* Work to be completed *
Express every line of the records below as a Markdown table with the columns Row and Text, putting each line's row number under Row and the line under Text. Skip blank lines, and leave the pictures out of the answer.

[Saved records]
------
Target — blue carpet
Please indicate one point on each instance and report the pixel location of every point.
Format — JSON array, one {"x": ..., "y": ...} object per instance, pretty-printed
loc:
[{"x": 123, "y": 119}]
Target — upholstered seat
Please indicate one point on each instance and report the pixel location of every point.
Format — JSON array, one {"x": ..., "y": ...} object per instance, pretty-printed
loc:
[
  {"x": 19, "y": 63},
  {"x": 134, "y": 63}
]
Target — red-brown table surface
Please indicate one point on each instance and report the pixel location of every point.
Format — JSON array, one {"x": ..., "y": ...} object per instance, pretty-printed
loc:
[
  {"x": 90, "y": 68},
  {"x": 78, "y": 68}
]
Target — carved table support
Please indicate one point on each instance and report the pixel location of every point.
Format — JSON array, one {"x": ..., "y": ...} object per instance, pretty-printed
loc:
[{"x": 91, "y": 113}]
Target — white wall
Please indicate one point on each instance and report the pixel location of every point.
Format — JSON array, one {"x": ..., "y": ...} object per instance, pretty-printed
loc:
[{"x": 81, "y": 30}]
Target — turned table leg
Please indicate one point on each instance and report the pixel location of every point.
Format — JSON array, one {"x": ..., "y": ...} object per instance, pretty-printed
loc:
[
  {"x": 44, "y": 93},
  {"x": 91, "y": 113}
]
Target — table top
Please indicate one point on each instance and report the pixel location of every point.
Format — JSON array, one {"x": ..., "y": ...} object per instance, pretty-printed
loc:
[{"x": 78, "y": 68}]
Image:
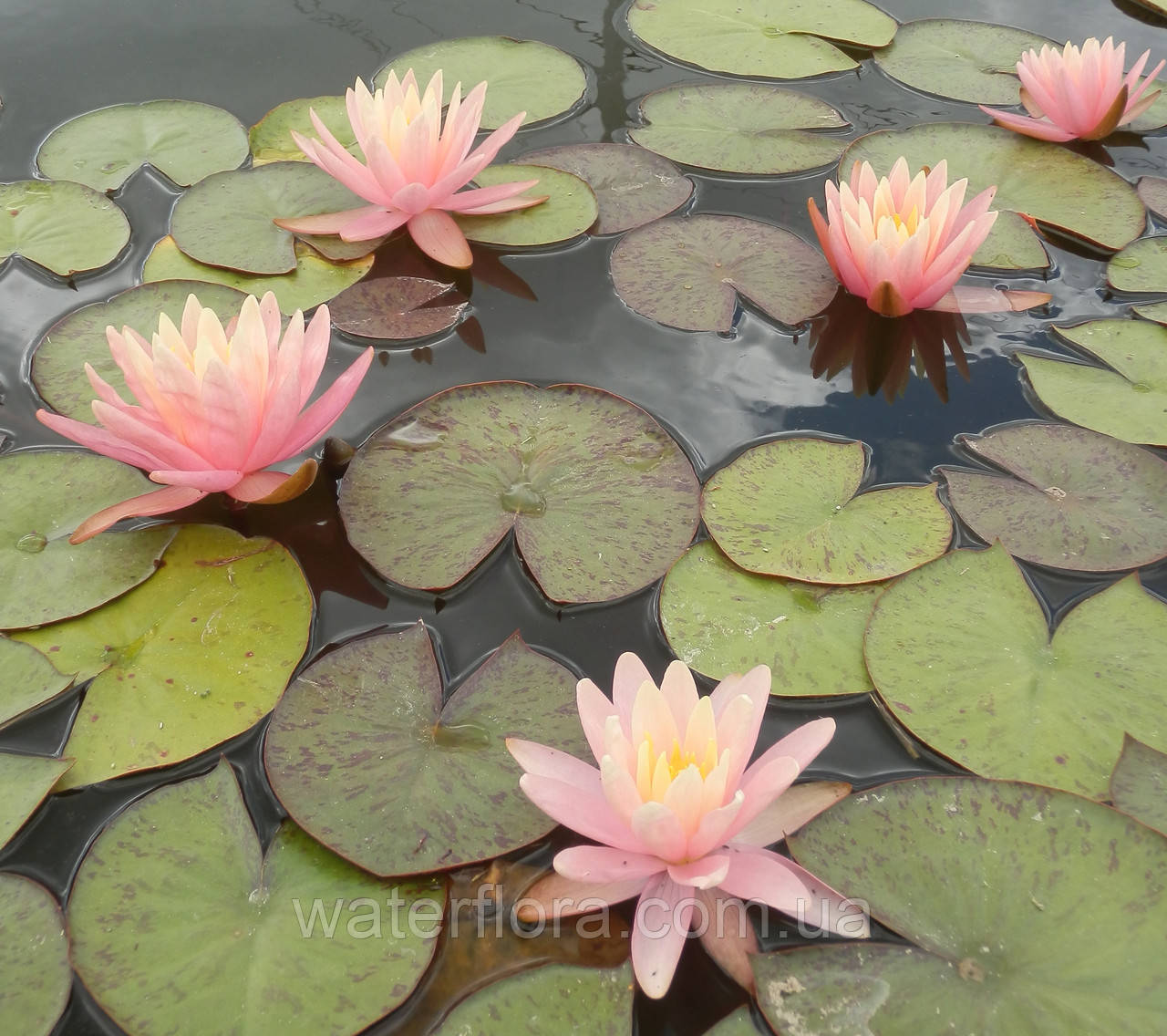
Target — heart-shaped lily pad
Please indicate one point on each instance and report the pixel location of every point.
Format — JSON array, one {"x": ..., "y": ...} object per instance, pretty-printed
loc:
------
* Complete output *
| Row | Text |
|---|---|
| 1 | Target — blue carpet |
| 2 | Please indicate one point on each instance and report the pixel location of every point. |
| 3 | Format — JSON array, one {"x": ..., "y": ...} object per instance, pretty-printed |
| 4 | loc: |
| 5 | [{"x": 123, "y": 119}] |
| 6 | Target — upholstered seat |
| 7 | Please indicate one point on each instance and report the pixel location of every point. |
| 8 | Format — JSON array, one {"x": ..., "y": ...} object per instance, pretty-printed |
| 9 | loc: |
| 10 | [ |
| 11 |   {"x": 19, "y": 63}, |
| 12 |   {"x": 134, "y": 63} |
| 13 | ] |
| 14 | Target — red-brown table surface |
| 15 | Please indicate one point on each instance and report the pixel location of every point. |
| 16 | Format — JSON array, one {"x": ..., "y": ...} object per instance, pretty-printed |
| 17 | loc: |
| 18 | [ |
| 19 |   {"x": 90, "y": 68}, |
| 20 |   {"x": 78, "y": 68} |
| 21 | ] |
| 22 | Target — carved table support |
| 23 | Please indicate one point on each instance and report the pixel location of every point. |
| 24 | Format — JSON array, one {"x": ..., "y": ...} object per instance, pretty-printed |
| 25 | loc: |
| 26 | [{"x": 91, "y": 113}] |
| 27 | Target — white wall |
| 28 | Please indicate one point on each instance and report the pixel location of every point. |
| 29 | Format — JSON array, one {"x": ..., "y": ...} object per instance, pretty-printed |
| 30 | loc: |
| 31 | [{"x": 81, "y": 30}] |
| 32 | Target — turned table leg |
| 33 | Please indicate one point on each instance and report the pixel location of every point. |
| 34 | Format — JSON array, one {"x": ..., "y": ...} object per instance, pretty-printed |
| 35 | loc: |
| 36 | [ |
| 37 |   {"x": 44, "y": 93}, |
| 38 |   {"x": 91, "y": 113} |
| 39 | ] |
| 40 | Target — table top |
| 41 | Please indicate one point on each instance and report the pixel location of every point. |
| 42 | Format — JSON array, one {"x": ..., "y": ...} object per instance, pretty-printed |
| 43 | loc: |
| 44 | [{"x": 78, "y": 68}] |
| 45 | Image: |
| 46 | Target — heart-shaped lily pad |
| 47 | Please indicate one point on each instance and report the pixel location of every point. |
| 48 | Format — JSON array, one {"x": ..., "y": ...} object per instance, pretty-printed |
| 49 | loc: |